**EXTRACT PROVIDED:**
Segment Open

Course 3 - Week 2 - Zombie assignment

Aurelien_Labonne · September 1, 2022, 2:53pm

At Exercice 6.1, when running vars(tmp_box_predictor_checkpoint) I get the following output

{'_save_counter': None,
 '_save_assign_op': None,
 '_self_setattr_tracking': True,
 '_self_unconditional_checkpoint_dependencies': [TrackableReference(name=_base_tower_layers_for_heads, ref={'box_encodings': ListWrapper([]), 'class_predictions_with_background': ListWrapper([])}),
  TrackableReference(name=_box_prediction_head, ref=<object_detection.predictors.heads.keras_box_head.WeightSharedConvolutionalBoxHead object at 0x7f528025c3d0>)],
 '_self_unconditional_dependency_names': {'_base_tower_layers_for_heads': {'box_encodings': ListWrapper([]),
   'class_predictions_with_background': ListWrapper([])},
  '_box_prediction_head': <object_detection.predictors.heads.keras_box_head.WeightSharedConvolutionalBoxHead at 0x7f528025c3d0>},
 '_self_unconditional_deferred_dependencies': {},
 '_self_update_uid': -1,
 '_self_name_based_restores': set(),
 '_self_saveable_object_factories': {},
 '_base_tower_layers_for_heads': {'box_encodings': ListWrapper([]),
  'class_predictions_with_background': ListWrapper([])},
 '_box_prediction_head': <object_detection.predictors.heads.keras_box_head.WeightSharedConvolutionalBoxHead at 0x7f528025c3d0>,
 '_saver': <tensorflow.python.training.tracking.util.TrackableSaver at 0x7f5288fc7590>,
 '_attached_dependencies': None}

instead of getting

'_base_tower_layers_for_heads': DictWrapper({'box_encodings': ListWrapper([]), 'class_predictions_with_background': ListWrapper([])}),
'_box_prediction_head': <object_detection.predictors.heads.keras_box_head.WeightSharedConvolutionalBoxHead at 0x7fefac014710>,

which I believe is the reason why I can’t calculate the loss function of exercice 9

# Calculate the loss after you've provided the ground truth 
losses_dict = detection_model.loss(prediction_dict, true_shape_tensor)

and I get the following error message

---------------------------------------------------------------------------
ValueError                                Traceback (most recent call last)
<ipython-input-113-36f83e7403b4> in <module>
      1 # Calculate the loss after you've provided the ground truth
----> 2 losses_dict = detection_model.loss(prediction_dict, true_shape_tensor)
      3 
      4 # View the loss dictionary
      5 losses_dict = detection_model.loss(prediction_dict, true_shape_tensor)

4 frames
/usr/local/lib/python3.7/dist-packages/object_detection/utils/shape_utils.py in assert_shape_equal(shape_a, shape_b)

Segment Closed

**Saved entries:**
Segment Open

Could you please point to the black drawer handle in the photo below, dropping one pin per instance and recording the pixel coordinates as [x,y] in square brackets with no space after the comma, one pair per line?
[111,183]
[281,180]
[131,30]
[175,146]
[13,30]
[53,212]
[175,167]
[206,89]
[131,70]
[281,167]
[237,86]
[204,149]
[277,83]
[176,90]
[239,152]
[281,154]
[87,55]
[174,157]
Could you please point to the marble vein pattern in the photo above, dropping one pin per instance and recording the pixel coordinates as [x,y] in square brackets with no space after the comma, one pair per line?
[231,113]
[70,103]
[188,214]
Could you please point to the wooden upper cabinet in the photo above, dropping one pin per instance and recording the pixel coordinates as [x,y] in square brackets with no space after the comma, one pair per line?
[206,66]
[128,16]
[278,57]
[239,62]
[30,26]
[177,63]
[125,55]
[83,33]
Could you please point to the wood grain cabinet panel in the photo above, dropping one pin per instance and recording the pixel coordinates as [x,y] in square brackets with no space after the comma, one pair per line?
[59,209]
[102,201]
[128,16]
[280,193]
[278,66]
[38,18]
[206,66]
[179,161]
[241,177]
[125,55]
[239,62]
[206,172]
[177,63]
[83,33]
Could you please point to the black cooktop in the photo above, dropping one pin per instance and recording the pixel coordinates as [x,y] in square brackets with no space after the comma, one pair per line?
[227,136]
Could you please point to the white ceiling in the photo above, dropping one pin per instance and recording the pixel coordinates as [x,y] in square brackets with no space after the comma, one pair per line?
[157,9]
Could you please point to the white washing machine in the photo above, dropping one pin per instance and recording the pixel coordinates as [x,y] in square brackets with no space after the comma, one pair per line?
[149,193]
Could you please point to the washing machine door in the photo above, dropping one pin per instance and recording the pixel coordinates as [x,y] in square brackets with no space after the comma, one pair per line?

Segment Closed

**REQUIREMENT 1:** Shorten the paragraph starting "At Exercice 6.1" in the Zombie assignment thread, keeping its main facts.
**REQUIREMENT 2:** In the Zombie assignment thread, what type of error appears in the traceback?

**RESULT 1:** Running vars(tmp_box_predictor_checkpoint) in Exercice 6.1 produces the output that follows.

**RESULT 2:** A ValueError.